*Yang Ditanyakan*.
A: Tentukan apakah setiap pernyataan berikut sesuai dengan artikel tentang pengungsi Wamena: (i) Siati bekerja sebagai juru masak di perusahaan emas; (ii) suami Siati meninggal pada tahun 2000; (iii) saat kerusuhan, Siati pulang ke rumahnya. Jawab ya atau tidak untuk masing-masing, disertai kutipan persis dari artikel yang menjadi dasarnya.
B: Menurut artikel tentang pengungsi Wamena, apa yang sedang dikerjakan Siati di kantor ketika kerusuhan terjadi?
C: Tulis ulang bagian artikel tentang pengungsi Wamena dari "Dia berangkat ke" sampai "rumah yang ditinggalinya.", dengan mengganti "kantor" menjadi "gudang".

*Kutipan Terpilih*.
Tukang Ojek di Wamena Berpenghasilan Rp 400 Ribu per Hari, Trauma dan Ingin Kembali Jadi Nelayan
Komandan Skadron 32 Letkol Pnb Suryo Anggoro mengatakan masih ada ribuan pengungsi yang berada di Wamena
Editor: Eko Sutriyanto
Laporan Wartawan Surya Malang Aminatus Sofya
TRIBUNNEWS.COM, MALANG - Tangis Siati (43) pecah kala tiba di Lanud Abdulrahman Saleh, Kabupaten Malang.
Perempuan asli Kecamatan Leces, Kabupaten Probolinggo itu adalah salah satu pengungsi dari Wamena, Papua.
Di Wamena, Siati bekerja sebagai juru masak di perusahaan emas.
Dia berangkat ke Wamena bersama sang suami sejak tahun 2000,
“Suami saya meninggal tahun 2010. Saya kembali ke Probolinggo tapi kembali lagi Wamena,” tutur Siati (2/10/2019).
Tanggal 27 September saat kerusuhan di Wamena terjadi, Siati berada di kantor tempatnya bekerja.
Dia sedang memasak sayur asam dan menggoreng ikan untuk makanan para buruh pabrik.
Baca: Gunakan Pesawat Hercules, TNI Evakuasi 7000 Pengungsi Wamena ke Jayapura
“Tiba-tiba ada suara rusuh. Rumah dibakar, kantor dan semuanya ikut dibakar,” katanya.
Siati mengatakan situasi saat itu mencekam.
Kerusuhan timbul di berbagai pelosok Wamena dan terjadi pembakaran di banyak tempat. Termasuk rumah yang ditinggalinya.
“Saya tidak pulang ke rumah. Saya tidur di kantor. Tidak ada harta benda tersisa,” katanya.
Tiga hari sebelum terbang dari Wamena ke Malang, Siati diselamatkan oleh orang Wamena dari amuk massa.
Kala itu, Siati baru saja pulang dari pasar dan bertemu segerombolan orang.
Gelang dan cincin emas yang Siati pakai dirampas.
Baca: Wali Kota Jayapura Papua Pastikan Keamanan Pengungsi Wamena di Wilayahnya
Pun uang seadanya yang ia kantongi.
“Lalu saya lari, saya diselamatkan orang Wamena. Lalu diantar ke rumah orang. Mungkin seperti kepala desa. Saya tinggal di sana,” ucap Siati.

*Item yang Diberikan*.
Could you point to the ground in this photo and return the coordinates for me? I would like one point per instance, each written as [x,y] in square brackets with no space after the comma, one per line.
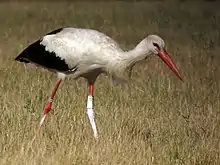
[156,119]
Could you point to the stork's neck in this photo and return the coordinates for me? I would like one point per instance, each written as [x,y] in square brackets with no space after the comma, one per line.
[139,53]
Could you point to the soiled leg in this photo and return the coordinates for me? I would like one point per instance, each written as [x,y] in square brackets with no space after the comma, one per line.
[48,105]
[90,111]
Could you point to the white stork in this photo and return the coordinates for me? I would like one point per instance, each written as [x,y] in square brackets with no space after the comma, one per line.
[88,53]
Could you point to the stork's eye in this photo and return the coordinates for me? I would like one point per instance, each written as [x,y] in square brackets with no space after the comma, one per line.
[156,45]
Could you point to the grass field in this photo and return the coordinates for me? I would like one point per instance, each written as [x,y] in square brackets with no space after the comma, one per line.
[157,119]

*Jawaban Tugas*.
A:
(i) Ya: "Di Wamena, Siati bekerja sebagai juru masak di perusahaan emas."
(ii) Tidak: "Suami saya meninggal tahun 2010."
(iii) Tidak: "Saya tidak pulang ke rumah. Saya tidur di kantor."

B: Dia sedang memasak sayur asam dan menggoreng ikan untuk makanan para buruh pabrik.

C:
Dia berangkat ke Wamena bersama sang suami sejak tahun 2000,
“Suami saya meninggal tahun 2010. Saya kembali ke Probolinggo tapi kembali lagi Wamena,” tutur Siati (2/10/2019).
Tanggal 27 September saat kerusuhan di Wamena terjadi, Siati berada di gudang tempatnya bekerja.
Dia sedang memasak sayur asam dan menggoreng ikan untuk makanan para buruh pabrik.
Baca: Gunakan Pesawat Hercules, TNI Evakuasi 7000 Pengungsi Wamena ke Jayapura
“Tiba-tiba ada suara rusuh. Rumah dibakar, gudang dan semuanya ikut dibakar,” katanya.
Siati mengatakan situasi saat itu mencekam.
Kerusuhan timbul di berbagai pelosok Wamena dan terjadi pembakaran di banyak tempat. Termasuk rumah yang ditinggalinya.